**Set task:**
Please copy each of the following records exactly as it stands, line for line, with nothing added, dropped, or reworded.

**Input material:**
+-------+
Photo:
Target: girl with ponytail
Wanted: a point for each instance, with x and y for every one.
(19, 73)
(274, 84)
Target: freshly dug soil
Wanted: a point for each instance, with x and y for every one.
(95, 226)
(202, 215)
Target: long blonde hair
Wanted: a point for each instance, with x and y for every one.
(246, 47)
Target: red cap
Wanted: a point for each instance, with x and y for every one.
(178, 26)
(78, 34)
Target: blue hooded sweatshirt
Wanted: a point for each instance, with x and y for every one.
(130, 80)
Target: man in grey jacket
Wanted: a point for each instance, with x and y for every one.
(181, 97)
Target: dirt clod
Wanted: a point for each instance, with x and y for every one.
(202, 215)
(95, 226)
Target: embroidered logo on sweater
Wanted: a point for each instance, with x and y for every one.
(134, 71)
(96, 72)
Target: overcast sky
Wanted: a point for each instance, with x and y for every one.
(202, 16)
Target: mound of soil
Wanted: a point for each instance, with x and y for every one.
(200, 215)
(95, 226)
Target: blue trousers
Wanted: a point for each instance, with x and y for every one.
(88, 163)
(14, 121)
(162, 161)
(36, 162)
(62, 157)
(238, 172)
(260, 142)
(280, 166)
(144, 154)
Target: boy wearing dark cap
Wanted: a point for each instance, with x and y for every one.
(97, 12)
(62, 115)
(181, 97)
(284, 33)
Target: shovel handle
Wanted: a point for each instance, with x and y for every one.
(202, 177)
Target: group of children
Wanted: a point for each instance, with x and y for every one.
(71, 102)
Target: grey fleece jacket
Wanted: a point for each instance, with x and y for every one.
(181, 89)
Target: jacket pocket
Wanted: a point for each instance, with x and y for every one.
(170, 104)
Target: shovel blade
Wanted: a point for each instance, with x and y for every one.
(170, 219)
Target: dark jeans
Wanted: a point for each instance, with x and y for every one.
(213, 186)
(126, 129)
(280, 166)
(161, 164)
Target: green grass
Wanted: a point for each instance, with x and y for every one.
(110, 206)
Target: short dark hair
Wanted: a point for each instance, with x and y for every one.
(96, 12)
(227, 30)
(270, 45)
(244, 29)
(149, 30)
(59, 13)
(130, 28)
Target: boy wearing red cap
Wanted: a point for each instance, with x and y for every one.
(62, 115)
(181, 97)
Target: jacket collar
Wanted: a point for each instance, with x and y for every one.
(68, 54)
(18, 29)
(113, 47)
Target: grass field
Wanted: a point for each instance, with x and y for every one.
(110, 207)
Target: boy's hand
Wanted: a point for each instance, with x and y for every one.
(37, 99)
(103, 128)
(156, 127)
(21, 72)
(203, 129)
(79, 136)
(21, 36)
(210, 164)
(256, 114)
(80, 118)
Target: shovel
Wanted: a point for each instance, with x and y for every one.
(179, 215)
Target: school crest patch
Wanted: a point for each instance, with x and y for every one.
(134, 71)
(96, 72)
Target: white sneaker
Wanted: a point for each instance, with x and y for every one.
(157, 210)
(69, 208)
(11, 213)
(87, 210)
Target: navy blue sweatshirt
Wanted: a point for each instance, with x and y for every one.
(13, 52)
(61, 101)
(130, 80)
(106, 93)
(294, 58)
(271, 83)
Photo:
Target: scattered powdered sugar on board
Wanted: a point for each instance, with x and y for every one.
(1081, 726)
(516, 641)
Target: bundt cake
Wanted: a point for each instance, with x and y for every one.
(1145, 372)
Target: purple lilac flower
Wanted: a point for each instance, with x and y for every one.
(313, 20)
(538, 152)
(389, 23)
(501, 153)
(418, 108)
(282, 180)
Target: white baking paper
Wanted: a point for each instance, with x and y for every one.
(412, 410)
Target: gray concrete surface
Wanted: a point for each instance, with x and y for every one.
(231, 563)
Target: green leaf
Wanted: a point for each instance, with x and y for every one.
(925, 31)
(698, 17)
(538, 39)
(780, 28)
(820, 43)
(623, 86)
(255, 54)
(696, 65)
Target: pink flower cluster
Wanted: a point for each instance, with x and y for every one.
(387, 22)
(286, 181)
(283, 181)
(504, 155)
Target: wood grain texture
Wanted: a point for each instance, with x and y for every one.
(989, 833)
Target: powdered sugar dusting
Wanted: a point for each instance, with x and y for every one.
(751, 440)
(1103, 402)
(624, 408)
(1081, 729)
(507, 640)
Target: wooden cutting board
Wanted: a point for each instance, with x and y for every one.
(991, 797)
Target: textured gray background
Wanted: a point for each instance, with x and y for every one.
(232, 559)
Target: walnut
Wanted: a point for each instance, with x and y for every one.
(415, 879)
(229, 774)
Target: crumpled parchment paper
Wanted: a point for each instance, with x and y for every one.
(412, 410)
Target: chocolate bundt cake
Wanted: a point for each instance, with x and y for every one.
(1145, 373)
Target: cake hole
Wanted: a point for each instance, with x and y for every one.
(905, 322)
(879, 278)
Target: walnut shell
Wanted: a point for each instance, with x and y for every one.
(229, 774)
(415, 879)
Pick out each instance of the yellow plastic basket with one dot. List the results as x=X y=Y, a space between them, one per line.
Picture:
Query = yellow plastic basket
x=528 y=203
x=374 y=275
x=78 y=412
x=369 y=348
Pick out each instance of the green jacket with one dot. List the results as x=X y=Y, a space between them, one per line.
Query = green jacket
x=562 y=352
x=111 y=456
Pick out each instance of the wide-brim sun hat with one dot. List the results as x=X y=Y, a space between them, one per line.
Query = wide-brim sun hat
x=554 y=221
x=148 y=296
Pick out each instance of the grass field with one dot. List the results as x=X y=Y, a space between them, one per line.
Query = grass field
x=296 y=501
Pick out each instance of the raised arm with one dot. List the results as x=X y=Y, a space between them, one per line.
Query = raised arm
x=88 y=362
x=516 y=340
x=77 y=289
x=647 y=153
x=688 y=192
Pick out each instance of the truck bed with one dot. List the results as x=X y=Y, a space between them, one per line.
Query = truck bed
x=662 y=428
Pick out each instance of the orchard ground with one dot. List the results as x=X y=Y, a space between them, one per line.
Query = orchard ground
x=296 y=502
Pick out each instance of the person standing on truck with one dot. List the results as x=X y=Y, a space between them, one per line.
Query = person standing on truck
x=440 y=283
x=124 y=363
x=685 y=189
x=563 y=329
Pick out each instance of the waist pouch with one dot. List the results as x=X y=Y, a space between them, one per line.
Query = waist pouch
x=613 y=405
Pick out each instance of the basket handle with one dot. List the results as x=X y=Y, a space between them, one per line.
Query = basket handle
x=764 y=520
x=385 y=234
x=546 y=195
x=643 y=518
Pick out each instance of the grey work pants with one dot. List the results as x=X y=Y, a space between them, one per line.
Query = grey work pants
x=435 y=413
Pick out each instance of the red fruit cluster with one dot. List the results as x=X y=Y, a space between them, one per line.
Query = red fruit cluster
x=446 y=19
+-------+
**Response:**
Photo:
Target: girl with ponytail
Wanted: a point for each instance, with x and y for every one.
(19, 73)
(274, 84)
Target: freshly dug soil
Wanted: a point for each instance, with x and y for every one.
(95, 226)
(202, 215)
Target: long blonde hair
Wanted: a point for each instance, with x and y for every one.
(246, 47)
Target: red cap
Wanted: a point for each instance, with x and y for every one.
(178, 26)
(78, 34)
Target: blue hooded sweatshirt
Wanted: a point for each instance, with x and y for every one.
(130, 80)
Target: man in grey jacket
Wanted: a point for each instance, with x and y for every one.
(181, 97)
Target: dirt clod
Wanted: a point for each instance, with x and y for every one.
(202, 215)
(95, 226)
Target: embroidered logo on sweater
Wanted: a point for each instance, with x and y for every one.
(134, 71)
(96, 72)
Target: overcast sky
Wanted: a point for each instance, with x and y for every one.
(202, 16)
Target: mound of soil
Wanted: a point for each instance, with x and y for every one.
(200, 215)
(95, 226)
Target: blue trousers
Wanted: a point for each instance, with x and y for every one.
(88, 163)
(14, 121)
(162, 161)
(36, 162)
(62, 157)
(238, 172)
(260, 142)
(280, 166)
(144, 154)
Target: boy wearing dark cap
Wanted: a point for each instance, with x and y for every one.
(97, 12)
(62, 115)
(181, 97)
(284, 33)
Target: shovel handle
Wanted: a point for each instance, with x and y for every one.
(202, 177)
Target: group of children
Wanted: a point for each instance, with x and y for every one.
(71, 102)
Target: grey fleece jacket
Wanted: a point for each instance, with x and y for every one.
(181, 89)
Target: jacket pocket
Wanted: a point for each instance, with x and y for every one.
(170, 104)
Target: shovel blade
Wanted: a point for each instance, with x and y for every one.
(170, 219)
Target: dark jeans
Wanted: a point for each instance, with x and y for every one.
(213, 186)
(126, 129)
(280, 166)
(161, 164)
Target: green grass
Wanted: a point for each instance, with x and y for every one.
(110, 206)
Target: short dark hair
Wanted: a point for each instance, with x and y for every one.
(96, 12)
(227, 30)
(270, 45)
(244, 29)
(149, 30)
(59, 13)
(130, 28)
Target: boy wearing red cap
Wanted: a point for each instance, with x and y for every one.
(62, 115)
(181, 97)
Target: jacket collar
Wanted: a point for each instance, with x and y for every one.
(68, 54)
(18, 29)
(113, 47)
Target: grass field
Wanted: a point for each instance, with x and y for every one.
(110, 207)
Target: boy's hand
Wanted: a point for each instance, with x and y for every one.
(37, 99)
(103, 128)
(156, 127)
(21, 72)
(203, 129)
(79, 136)
(21, 36)
(210, 164)
(256, 114)
(80, 118)
Target: shovel
Wanted: a point for each instance, with x and y for every one.
(179, 215)
Target: school crest patch
Wanted: a point for each instance, with x and y for every one.
(134, 71)
(96, 72)
Target: white sneaker
Wanted: a point for each instance, with x and y for every one.
(157, 210)
(69, 208)
(11, 213)
(87, 210)
Target: navy blue sweatshirt
Wanted: a point for each instance, with x and y for every one.
(13, 52)
(61, 101)
(130, 80)
(106, 93)
(294, 58)
(271, 83)
Photo:
Target: scattered powdered sugar on board
Wanted: a point for each instance, with x and y for every one.
(1081, 726)
(516, 641)
Target: bundt cake
Wanted: a point for each instance, with x and y for every one.
(1145, 372)
Target: purple lilac flower
Wanted: a point for each instance, with x and y for every one.
(313, 20)
(538, 152)
(389, 23)
(501, 153)
(418, 108)
(282, 180)
Target: white baking paper
Wanted: a point for each instance, with x and y for every one.
(412, 410)
Target: gray concrete surface
Wanted: a point for each instance, with x and y for every one.
(231, 563)
Target: green leaf
Wanted: a point for each instance, with x and y for every one.
(925, 31)
(698, 17)
(538, 39)
(780, 28)
(820, 43)
(623, 86)
(255, 54)
(696, 65)
Target: pink flower cluster
Wanted: a point for each instance, with x and y for every one.
(387, 22)
(286, 181)
(283, 181)
(504, 155)
Target: wood grain texture
Wanted: a point for each instance, with x and y for every one.
(989, 833)
Target: powdered sugar dusting
Wanted: a point for each instance, with x and y for every one.
(751, 440)
(1103, 402)
(624, 408)
(1081, 729)
(507, 640)
Target: wooden cutting board
Wanted: a point for each instance, with x and y for every one.
(991, 797)
Target: textured gray background
Wanted: a point for each instance, with x and y for every one.
(232, 559)
Target: walnut
Wanted: a point for each instance, with x and y for every one.
(415, 879)
(229, 774)
Target: crumpled parchment paper
Wanted: a point for each instance, with x and y for every one.
(412, 410)
Target: chocolate bundt cake
Wanted: a point for each instance, with x and y for every one.
(1145, 373)
Target: cake hole
Wanted: a point for each instance, with x and y for every one.
(905, 322)
(879, 278)
Target: walnut shell
Wanted: a point for each instance, with x and y for every one.
(229, 774)
(415, 879)
Pick out each instance of the yellow plastic basket with one dot. List the results as x=X y=Y, a space between them, one per line.
Picture:
Query = yellow plastic basket
x=528 y=203
x=374 y=275
x=78 y=412
x=369 y=348
Pick out each instance of the green jacket with one dot. List the results as x=X y=Y, a space between them, one per line.
Query = green jacket
x=562 y=352
x=111 y=456
Pick out each instance of the wide-brim sun hat with one dot. List the results as x=X y=Y, a space between them, one per line.
Query = wide-brim sun hat
x=554 y=221
x=148 y=296
Pick out each instance of the grass field with one dot. List the results as x=X y=Y, a space between them, one per line.
Query = grass field
x=296 y=501
Pick out each instance of the raised arm with one dot. List the results as x=X y=Y, a space between them, one per line.
Query = raised arm
x=88 y=362
x=516 y=340
x=77 y=289
x=647 y=153
x=688 y=192
Pick out each instance of the truck bed with one dot. List the results as x=X y=Y, a space between them, one per line.
Query = truck bed
x=662 y=428
Pick out each instance of the orchard ground with one dot. List the results as x=X y=Y, a space between them, one per line.
Query = orchard ground
x=296 y=502
Pick out each instance of the person standing on truck with one dot. List the results as x=X y=Y, a space between them, one per line.
Query = person standing on truck
x=440 y=283
x=124 y=363
x=685 y=189
x=563 y=329
Pick out each instance of the waist pouch with one dot. List the results as x=X y=Y, a space between them, one per line.
Query = waist pouch
x=613 y=405
Pick out each instance of the basket handle with one dot. List the results as x=X y=Y, a space between them, one per line.
Query = basket handle
x=764 y=520
x=385 y=234
x=546 y=195
x=643 y=518
Pick out each instance of the grey work pants with one dot. List the results as x=X y=Y, a space between them, one per line.
Query = grey work pants
x=435 y=413
Pick out each instance of the red fruit cluster with one dot. List the results as x=X y=Y, a space between them, one per line.
Query = red fruit cluster
x=446 y=19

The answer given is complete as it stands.